● Texto fuente:

--------------------------------

La vida es pasajera, errática, atropellada. Lo que hoy nos parece extraordinario termina perdido en medio de trivialidades. Si uno no escribe los detalles, con el tiempo llegará a sentirse con las manos vacías. Le dará menos valor a la vida que ha tenido. No quedará nada de ese viaje, aquel encuentro, esa emoción que parecía decisiva.

Los estilos varían con la gente y con el tiempo. A veces se escribe con la idea de que el contenido se conozca; entonces se asoman la pose, los retoques, las mentiritas piadosas. En otros casos solo se escribe cuando hay un fuerte impulso; pero el registro es incompleto, parcial, distorsionado. A veces no apreciamos lo que acaba de ocurrirnos. Es más común escribir cuando nos sentimos tristes o confundidos, que cuando estamos contentos. Por eso hay tantos diarios que nos parecen sombríos. Uno llega a sentir que Kafka o Márai nunca soltaron una carcajada. Ahora pienso que lo ideal es escribir todos los días: al meterme en la cama, registro lo vivido y, a veces, me despliego en reflexiones; también, al levantarme, intento rescatar lo que he soñado.

--------------------------------

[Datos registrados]
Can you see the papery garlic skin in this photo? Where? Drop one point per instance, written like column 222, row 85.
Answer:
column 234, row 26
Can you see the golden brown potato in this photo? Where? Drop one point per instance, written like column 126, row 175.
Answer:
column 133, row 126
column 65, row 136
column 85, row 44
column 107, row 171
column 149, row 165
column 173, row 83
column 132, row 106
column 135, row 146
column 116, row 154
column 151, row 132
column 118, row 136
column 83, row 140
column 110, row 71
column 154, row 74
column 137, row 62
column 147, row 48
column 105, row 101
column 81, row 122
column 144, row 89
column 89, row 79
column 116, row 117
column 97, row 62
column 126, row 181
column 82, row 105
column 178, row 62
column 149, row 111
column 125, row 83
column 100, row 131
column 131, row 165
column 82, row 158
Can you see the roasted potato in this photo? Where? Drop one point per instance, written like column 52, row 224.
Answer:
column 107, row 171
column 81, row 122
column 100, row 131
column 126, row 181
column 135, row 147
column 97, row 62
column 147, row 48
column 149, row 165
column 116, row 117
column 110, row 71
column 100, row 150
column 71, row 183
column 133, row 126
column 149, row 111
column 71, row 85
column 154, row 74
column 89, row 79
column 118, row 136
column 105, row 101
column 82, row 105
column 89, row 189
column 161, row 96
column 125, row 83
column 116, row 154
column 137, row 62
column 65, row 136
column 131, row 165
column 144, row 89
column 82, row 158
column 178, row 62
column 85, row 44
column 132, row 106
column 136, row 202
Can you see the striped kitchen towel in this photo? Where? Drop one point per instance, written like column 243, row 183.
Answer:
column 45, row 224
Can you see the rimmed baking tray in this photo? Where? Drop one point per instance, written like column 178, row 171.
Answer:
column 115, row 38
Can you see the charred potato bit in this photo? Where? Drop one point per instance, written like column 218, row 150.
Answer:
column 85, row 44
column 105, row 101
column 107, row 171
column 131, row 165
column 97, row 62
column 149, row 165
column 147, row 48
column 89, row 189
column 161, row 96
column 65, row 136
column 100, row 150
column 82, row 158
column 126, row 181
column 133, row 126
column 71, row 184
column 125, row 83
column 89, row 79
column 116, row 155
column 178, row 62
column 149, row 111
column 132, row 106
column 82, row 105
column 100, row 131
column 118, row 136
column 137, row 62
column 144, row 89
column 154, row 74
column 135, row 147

--------------------------------

● Consigna escrita 1:
Responde según el texto fuente:
(a) ¿Con qué tres adjetivos se describe la vida en la primera oración?
(b) ¿En qué estado de ánimo es más común escribir?
(c) ¿Qué se intenta rescatar al levantarse?
● Consigna escrita 2:
Según el texto fuente, ¿qué se asoma cuando se escribe con la idea de que el contenido se conozca? Enumera todo lo que menciona.
● Consigna escrita 3:
¿Concuerdan con el texto fuente estas afirmaciones? Contesta sí o no y cita las palabras exactas que lo deciden.
(a) Es más común escribir cuando estamos contentos.
(b) Lo ideal es escribir todos los días.
(c) Cuando solo se escribe con un fuerte impulso, el registro es completo.

● Respuesta del ejercicio 1:
(a) Pasajera, errática, atropellada.
(b) Cuando nos sentimos tristes o confundidos.
(c) Lo que se ha soñado.

● Respuesta del ejercicio 2:
La pose, los retoques y las mentiritas piadosas.

● Respuesta del ejercicio 3:
(a) No: "Es más común escribir cuando nos sentimos tristes o confundidos, que cuando estamos contentos."
(b) Sí: "Ahora pienso que lo ideal es escribir todos los días".
(c) No: "pero el registro es incompleto, parcial, distorsionado."